Arbeitsauftrag:
Fasse den Absatz im Seitentext, der mit „Wichtig zu wissen finde ich“ beginnt, als kurze Stichpunktliste zusammen und behalte dabei seine wesentlichen Aussagen bei.

Seitentext:
────────────────────
Ist dem Mann im beschriebenen Beispiel sein Muster bewusst? Nein; in der Regel laufen solche inneren Programme oft jahrelang unbewusst. Vielleicht hinterfragt man sich, wenn man mit seinem Muster an Grenzen stößt. Aber manche Menschen durchleben durchaus ihr ganzes Leben auch ohne sich selbst oder ihre Muster jemals auf einen Prüfstand gestellt zu haben. Dies geschieht auch oft dann besonders leicht, wenn das eigene Muster gesellschaftliche Resonanz und Bejahung erfährt, z. B. auch als Erfolgsmuster propagiert wird. Prof. Peter Kruse sagte dazu einmal auf einem Vortrag „Wundern Sie sich also nicht, dass die Person sich ihre Gedanken auch glaubt. In ihrem eigenen Gehirn liegt sie mit ihrem Glauben ja auch immer richtig!“
Wichtig zu wissen finde ich, dass jedem neurotischen Handlungsmuster eine kollektive Absicht zugrunde liegt, nämlich den bedürftigen und verletzlichen Kern des Individuums zu schützen, das Überleben und seine Existenz zu sichern. Dass heißt, dass wir auf der Handlungsebene zwar durchaus unterschiedlichste Handlungsmuster und Denkstrukturen vorfinden, wir aber im tiefsten Inneren immer aus dem uns als Menschen gemeinsamen Wunsch nach wertiger und bejahter Existenz heraus agieren. Neueste epigenetische Forschungen belegen im Übrigen auch, was im systemischen Umfeld schon lange als wahrscheinlich galt, nämlich dass es auch transgenerationale Musterübertragungen gibt, d. h. neurotische Muster sich nicht zwingend immer aus der unmittelbaren eigenen Biografie erschließen müssen.
────────────────────
Daten zur Prüfung:
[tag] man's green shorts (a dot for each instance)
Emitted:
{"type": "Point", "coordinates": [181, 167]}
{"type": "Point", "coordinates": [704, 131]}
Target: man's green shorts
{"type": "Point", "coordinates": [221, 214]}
────────────────────
Die Antwort:
- Jedem neurotischen Handlungsmuster liegt eine kollektive Absicht zugrunde: den bedürftigen und verletzlichen Kern des Individuums zu schützen und Überleben und Existenz zu sichern.
- Auf der Handlungsebene finden sich sehr unterschiedliche Handlungsmuster und Denkstrukturen.
- Im tiefsten Inneren handeln Menschen jedoch immer aus dem gemeinsamen Wunsch nach wertiger und bejahter Existenz.
- Neueste epigenetische Forschungen belegen, was im systemischen Umfeld schon lange als wahrscheinlich galt: Es gibt transgenerationale Musterübertragungen.
- Das heißt, neurotische Muster müssen sich nicht zwingend aus der unmittelbaren eigenen Biografie erschließen.